• _What the exercise asks_
The records that follow must be repeated verbatim, every one of them.
* begin Records shown *
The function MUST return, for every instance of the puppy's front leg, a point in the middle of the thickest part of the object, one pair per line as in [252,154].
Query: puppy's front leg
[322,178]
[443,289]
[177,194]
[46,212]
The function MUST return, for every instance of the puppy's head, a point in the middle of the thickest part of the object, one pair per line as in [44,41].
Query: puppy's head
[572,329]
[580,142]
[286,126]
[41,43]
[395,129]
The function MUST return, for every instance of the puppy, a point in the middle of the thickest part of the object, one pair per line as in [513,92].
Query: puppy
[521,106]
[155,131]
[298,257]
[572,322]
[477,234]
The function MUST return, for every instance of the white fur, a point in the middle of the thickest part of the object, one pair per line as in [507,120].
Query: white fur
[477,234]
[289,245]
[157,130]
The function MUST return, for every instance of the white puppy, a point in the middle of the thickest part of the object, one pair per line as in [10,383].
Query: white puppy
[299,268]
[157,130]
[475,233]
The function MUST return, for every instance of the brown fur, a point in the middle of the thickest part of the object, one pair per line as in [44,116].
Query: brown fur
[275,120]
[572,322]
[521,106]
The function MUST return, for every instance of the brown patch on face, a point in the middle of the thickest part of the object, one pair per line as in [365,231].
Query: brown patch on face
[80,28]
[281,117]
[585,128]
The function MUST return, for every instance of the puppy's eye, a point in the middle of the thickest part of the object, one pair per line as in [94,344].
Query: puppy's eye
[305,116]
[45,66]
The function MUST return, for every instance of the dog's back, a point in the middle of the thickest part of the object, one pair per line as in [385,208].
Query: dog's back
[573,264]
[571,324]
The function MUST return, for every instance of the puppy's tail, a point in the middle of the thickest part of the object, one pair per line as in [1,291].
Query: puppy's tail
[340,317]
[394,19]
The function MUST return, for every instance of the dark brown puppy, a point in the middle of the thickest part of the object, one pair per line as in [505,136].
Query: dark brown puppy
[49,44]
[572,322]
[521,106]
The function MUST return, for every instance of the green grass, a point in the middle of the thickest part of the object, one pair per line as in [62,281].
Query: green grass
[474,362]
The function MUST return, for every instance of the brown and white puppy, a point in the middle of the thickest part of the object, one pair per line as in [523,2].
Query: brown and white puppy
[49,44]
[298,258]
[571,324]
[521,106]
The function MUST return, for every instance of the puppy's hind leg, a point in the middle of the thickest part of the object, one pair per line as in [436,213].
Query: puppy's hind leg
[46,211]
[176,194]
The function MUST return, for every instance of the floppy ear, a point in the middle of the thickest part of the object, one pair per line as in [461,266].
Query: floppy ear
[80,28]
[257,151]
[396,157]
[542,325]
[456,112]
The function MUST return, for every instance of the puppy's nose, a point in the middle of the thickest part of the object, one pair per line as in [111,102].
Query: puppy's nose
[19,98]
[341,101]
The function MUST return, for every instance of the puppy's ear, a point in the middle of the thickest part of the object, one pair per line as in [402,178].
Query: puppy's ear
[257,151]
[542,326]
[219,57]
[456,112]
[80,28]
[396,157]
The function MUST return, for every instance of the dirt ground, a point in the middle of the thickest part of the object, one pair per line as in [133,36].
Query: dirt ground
* end Records shown *
• _Exercise answer_
The function MUST return, for every instance of the puppy's front leg, a point in the middle of the thickest part of the object, one pair per line as in [252,154].
Query: puppy's front leg
[322,178]
[443,289]
[177,194]
[46,212]
The function MUST return, for every instance of the puppy's head, a point in the middle of the thickest part of the object, one pair per line as in [44,41].
Query: puppy's head
[572,329]
[580,142]
[286,126]
[41,43]
[395,129]
The function MUST return, for every instance of the puppy, a point in the middle of the thickest part of the object, one pair per line as in [513,92].
Query: puppy
[521,106]
[155,131]
[298,257]
[572,322]
[477,234]
The function MUST return, for every instance of the white fur, a point in the middle of the thickest part of the object, one pair per line as in [507,120].
Query: white fur
[477,234]
[289,245]
[157,130]
The function MUST return, for every instance of the white puppy, a point in the middle of the thickest part of the object, one pair per line as in [10,383].
Query: white puppy
[299,268]
[157,130]
[475,233]
The function MUST return, for every instance of the brown fur, a point in the middle of the thickest part of the object, one pair per line as in [44,116].
Query: brown fur
[275,120]
[572,322]
[521,106]
The function MUST return, for every instance of the brown patch on face, a point in the middle of the thickest part of the object, one pair per line as in [365,231].
Query: brown patch on face
[80,28]
[281,117]
[585,128]
The function MUST return, for every instance of the puppy's eye, a point in the middle of the thickest part of the object, one pair per line as in [94,344].
Query: puppy's eye
[305,116]
[45,66]
The function MUST return, for every instance of the dog's back, a point in the middle of the thickest part of the object, one pair per line as in [385,208].
Query: dog's back
[573,264]
[571,324]
The function MUST return, for every instance of the puppy's tail, a point in the middle of the thickest part of the object, one pair per line as in [1,291].
Query: puppy's tail
[340,317]
[394,19]
The function MUST return, for every instance of the dark brown puppy, a point in the middle of the thickest part of the object, one pair per line as in [505,136].
Query: dark brown puppy
[49,44]
[572,322]
[521,106]
The function MUST return, for every instance of the green grass, a point in the middle of the thickest part of the object, one pair per line as in [62,281].
Query: green grass
[474,362]
The function MUST return, for every instance of the brown and white puppy, a point in the middle of the thickest part of the object, one pair per line as in [523,2].
Query: brown and white puppy
[49,44]
[298,258]
[571,324]
[521,106]
The function MUST return, for every instance of the puppy's hind leg, a point in the middle of the thickest part of the object, one pair per line as in [436,213].
Query: puppy's hind leg
[46,211]
[176,194]
The function MUST return, for every instance of the floppy ear, a point in the middle of the thickest part of the object, one pair per line as in [461,266].
Query: floppy ear
[80,28]
[257,151]
[396,157]
[542,325]
[456,112]
The function MUST return, for every instance of the puppy's nose, a point in the middle of the thickest part of the object, one pair per line as in [111,102].
Query: puppy's nose
[19,98]
[341,101]
The function MUST return, for every instance of the puppy's ear, a point in the middle of the thickest part of the object, one pair per line as in [402,178].
Query: puppy's ear
[257,151]
[542,326]
[219,57]
[456,112]
[80,28]
[396,157]
The function MUST return, for every instance of the dirt ground, a point in the middle of the thickest part of the object, one pair per line as in [133,36].
Query: dirt ground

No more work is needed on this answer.